:: Request ::
Pick out each line in the data below that contains the word "door", and copy those lines.

━━━━━━━━━━

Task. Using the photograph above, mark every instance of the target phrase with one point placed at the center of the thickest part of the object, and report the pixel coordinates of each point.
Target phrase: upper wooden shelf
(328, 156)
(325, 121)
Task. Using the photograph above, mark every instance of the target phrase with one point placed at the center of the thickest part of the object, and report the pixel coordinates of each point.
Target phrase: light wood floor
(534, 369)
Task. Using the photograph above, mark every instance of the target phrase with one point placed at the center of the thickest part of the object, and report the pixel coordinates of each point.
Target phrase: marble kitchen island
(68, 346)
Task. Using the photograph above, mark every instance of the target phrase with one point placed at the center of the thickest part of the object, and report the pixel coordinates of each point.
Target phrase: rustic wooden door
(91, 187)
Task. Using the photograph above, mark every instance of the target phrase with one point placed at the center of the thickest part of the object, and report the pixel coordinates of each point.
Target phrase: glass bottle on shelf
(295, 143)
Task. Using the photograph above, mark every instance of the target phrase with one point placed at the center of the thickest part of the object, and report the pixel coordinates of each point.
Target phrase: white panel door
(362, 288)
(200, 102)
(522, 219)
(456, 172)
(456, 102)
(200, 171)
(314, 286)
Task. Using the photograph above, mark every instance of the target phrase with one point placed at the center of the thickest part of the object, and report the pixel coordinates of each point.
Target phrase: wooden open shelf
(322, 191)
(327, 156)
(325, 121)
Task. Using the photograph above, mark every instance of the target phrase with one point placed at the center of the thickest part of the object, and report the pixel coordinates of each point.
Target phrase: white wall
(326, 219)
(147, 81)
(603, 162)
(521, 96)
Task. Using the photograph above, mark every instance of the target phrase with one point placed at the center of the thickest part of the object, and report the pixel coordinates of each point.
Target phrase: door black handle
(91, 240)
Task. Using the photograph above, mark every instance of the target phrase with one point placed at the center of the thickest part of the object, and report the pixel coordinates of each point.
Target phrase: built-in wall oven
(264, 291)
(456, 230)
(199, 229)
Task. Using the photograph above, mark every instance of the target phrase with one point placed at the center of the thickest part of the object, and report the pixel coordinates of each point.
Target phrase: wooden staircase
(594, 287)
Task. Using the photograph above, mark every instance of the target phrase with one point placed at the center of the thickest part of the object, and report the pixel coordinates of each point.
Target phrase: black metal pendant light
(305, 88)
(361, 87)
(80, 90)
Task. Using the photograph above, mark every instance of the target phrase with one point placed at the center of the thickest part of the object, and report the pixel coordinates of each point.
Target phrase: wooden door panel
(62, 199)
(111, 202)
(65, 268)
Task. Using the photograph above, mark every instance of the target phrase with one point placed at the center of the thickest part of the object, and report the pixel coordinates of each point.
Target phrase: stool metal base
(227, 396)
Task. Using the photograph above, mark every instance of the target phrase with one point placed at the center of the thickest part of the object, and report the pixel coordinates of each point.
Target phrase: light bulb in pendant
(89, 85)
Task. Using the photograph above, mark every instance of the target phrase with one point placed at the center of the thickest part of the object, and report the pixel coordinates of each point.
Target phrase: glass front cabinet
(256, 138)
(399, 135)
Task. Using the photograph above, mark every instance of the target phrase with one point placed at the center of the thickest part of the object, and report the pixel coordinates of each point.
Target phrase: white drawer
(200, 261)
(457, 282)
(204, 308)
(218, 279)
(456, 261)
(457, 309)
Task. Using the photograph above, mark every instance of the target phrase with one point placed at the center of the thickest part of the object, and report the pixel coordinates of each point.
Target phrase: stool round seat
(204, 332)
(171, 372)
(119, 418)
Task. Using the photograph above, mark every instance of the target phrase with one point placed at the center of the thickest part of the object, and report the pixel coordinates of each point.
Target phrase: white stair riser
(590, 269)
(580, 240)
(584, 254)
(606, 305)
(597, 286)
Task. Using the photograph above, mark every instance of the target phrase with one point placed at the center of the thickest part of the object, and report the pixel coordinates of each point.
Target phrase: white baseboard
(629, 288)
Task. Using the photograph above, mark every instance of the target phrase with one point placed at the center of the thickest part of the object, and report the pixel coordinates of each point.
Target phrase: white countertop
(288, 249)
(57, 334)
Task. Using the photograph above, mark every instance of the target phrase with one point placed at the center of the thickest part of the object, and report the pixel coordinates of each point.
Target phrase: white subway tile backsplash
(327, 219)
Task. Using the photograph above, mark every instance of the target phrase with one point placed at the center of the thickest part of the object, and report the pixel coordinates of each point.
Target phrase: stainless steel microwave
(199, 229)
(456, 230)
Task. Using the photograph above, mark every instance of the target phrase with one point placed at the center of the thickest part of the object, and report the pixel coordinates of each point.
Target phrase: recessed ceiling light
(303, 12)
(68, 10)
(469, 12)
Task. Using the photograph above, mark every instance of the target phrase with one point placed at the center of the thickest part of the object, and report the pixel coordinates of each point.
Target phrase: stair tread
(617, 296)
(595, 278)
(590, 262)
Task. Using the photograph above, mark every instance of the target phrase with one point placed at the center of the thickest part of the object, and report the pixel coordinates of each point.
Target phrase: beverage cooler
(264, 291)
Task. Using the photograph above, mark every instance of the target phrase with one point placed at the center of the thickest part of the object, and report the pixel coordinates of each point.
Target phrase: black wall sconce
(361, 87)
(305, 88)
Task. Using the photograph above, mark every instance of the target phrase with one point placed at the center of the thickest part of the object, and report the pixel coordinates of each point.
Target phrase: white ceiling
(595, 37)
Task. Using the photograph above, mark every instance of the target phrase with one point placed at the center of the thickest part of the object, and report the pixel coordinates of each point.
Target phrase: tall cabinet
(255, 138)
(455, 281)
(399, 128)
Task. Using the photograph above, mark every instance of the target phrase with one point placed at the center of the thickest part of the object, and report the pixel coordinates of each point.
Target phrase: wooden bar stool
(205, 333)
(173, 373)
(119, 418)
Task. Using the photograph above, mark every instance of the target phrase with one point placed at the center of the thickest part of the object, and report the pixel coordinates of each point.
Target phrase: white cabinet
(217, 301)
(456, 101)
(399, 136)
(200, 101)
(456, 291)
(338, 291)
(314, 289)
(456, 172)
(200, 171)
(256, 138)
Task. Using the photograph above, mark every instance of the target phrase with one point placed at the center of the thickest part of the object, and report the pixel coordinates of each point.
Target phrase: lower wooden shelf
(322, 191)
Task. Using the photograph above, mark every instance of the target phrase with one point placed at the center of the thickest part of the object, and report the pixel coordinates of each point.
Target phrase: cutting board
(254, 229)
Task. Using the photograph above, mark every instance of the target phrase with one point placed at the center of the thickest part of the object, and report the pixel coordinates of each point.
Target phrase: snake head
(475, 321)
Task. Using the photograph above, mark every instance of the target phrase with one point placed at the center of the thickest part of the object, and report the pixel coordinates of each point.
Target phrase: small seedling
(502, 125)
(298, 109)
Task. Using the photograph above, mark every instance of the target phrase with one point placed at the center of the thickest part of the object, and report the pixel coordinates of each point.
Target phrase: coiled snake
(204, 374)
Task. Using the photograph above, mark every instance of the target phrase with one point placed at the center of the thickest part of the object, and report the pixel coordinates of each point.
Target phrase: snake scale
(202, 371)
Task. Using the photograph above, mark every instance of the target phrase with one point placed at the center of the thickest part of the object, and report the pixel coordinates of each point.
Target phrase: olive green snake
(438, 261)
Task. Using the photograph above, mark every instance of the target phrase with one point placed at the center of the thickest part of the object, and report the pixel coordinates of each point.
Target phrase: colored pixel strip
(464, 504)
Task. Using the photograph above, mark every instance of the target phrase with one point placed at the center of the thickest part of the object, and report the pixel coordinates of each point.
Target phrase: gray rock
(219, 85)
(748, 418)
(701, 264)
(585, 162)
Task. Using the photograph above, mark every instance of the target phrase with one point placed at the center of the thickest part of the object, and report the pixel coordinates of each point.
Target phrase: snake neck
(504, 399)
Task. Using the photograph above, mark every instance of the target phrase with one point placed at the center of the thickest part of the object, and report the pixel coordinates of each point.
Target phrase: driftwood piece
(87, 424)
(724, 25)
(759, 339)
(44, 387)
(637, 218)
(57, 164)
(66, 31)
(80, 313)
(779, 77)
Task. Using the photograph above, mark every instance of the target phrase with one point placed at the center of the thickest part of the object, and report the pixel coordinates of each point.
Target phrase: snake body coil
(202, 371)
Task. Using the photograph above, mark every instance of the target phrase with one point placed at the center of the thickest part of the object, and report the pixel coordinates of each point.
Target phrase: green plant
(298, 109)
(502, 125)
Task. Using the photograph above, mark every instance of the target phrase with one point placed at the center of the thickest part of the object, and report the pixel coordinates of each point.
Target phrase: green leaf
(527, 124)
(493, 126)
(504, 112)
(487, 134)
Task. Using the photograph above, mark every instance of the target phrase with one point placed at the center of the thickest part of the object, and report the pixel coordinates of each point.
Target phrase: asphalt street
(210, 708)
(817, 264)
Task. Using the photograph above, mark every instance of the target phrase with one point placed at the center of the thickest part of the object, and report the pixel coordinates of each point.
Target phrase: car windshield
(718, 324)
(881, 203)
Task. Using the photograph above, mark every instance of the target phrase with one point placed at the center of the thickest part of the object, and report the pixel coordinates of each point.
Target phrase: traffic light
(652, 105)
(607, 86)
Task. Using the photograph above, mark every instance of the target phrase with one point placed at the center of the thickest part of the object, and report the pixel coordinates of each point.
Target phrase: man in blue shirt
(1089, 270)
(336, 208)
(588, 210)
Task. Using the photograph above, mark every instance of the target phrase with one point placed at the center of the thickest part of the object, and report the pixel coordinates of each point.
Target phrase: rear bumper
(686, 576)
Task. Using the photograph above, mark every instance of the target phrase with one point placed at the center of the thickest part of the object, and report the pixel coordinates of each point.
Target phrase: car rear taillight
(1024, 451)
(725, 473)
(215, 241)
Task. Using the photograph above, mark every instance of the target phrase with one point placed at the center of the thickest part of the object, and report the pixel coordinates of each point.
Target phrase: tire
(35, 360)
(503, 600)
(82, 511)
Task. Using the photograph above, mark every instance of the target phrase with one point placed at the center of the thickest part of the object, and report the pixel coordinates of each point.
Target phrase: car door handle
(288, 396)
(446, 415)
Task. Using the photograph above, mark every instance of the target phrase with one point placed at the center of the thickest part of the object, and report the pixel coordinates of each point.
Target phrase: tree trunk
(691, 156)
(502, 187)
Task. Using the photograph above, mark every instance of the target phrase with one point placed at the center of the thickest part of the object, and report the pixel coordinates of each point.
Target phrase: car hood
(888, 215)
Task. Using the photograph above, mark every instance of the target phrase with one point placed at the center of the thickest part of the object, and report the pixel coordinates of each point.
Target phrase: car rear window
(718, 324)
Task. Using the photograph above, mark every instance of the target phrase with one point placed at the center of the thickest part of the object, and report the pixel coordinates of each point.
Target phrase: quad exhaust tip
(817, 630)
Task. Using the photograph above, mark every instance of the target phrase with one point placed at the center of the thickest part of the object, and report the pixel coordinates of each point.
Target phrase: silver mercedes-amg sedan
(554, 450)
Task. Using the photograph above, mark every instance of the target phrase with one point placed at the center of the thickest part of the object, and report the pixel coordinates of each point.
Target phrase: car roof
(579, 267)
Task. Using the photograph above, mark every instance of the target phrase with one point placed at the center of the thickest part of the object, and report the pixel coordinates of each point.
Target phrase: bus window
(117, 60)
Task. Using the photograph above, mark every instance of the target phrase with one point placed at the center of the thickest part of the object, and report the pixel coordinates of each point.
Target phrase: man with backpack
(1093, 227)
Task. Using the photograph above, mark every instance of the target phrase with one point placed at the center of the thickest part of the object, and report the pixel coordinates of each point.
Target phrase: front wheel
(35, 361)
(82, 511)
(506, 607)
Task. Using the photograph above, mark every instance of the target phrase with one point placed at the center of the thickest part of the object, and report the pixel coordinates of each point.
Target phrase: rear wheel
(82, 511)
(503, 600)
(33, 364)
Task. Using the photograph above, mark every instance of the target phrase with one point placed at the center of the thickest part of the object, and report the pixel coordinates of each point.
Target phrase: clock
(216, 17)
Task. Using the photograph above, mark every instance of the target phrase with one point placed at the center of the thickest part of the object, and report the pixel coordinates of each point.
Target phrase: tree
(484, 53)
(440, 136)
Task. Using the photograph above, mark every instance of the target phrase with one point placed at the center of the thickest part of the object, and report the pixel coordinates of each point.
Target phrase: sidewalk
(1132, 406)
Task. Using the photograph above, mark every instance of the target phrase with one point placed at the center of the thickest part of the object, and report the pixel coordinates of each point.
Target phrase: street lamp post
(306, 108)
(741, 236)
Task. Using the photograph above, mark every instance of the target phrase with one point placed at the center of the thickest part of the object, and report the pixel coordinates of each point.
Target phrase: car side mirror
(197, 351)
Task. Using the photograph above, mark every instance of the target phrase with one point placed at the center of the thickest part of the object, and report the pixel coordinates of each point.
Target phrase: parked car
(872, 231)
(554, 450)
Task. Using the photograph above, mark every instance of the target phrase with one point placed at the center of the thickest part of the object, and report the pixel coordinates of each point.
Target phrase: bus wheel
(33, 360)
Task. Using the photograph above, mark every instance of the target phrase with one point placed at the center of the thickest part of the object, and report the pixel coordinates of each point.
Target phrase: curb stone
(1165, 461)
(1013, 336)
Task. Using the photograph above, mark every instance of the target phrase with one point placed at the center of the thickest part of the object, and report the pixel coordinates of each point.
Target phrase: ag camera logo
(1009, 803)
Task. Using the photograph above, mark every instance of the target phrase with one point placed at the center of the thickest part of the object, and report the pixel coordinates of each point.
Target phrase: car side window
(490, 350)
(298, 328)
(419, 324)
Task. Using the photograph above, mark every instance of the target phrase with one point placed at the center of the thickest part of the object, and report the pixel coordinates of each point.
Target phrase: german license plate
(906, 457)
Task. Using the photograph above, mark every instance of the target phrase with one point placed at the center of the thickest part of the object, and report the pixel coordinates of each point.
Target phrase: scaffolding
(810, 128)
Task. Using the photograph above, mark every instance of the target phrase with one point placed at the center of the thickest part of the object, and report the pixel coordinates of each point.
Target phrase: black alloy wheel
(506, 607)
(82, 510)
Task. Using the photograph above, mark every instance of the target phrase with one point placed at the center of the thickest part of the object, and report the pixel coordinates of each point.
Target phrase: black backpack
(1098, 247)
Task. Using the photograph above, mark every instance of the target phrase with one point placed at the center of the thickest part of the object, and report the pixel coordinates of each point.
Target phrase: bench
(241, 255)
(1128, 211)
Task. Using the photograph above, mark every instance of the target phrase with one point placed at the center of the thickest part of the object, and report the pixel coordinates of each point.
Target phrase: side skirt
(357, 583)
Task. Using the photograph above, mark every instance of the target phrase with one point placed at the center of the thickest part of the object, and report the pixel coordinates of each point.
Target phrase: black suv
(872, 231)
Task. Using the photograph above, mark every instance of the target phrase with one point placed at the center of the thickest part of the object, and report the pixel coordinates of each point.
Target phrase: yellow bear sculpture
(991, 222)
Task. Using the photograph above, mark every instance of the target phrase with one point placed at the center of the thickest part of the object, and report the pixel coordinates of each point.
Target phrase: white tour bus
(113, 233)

━━━━━━━━━━

:: Exercise solution ::
Target phrase: rustic wooden door
Target phrase: white panel door
Target phrase: door black handle
Target phrase: wooden door panel
Target phrase: car door handle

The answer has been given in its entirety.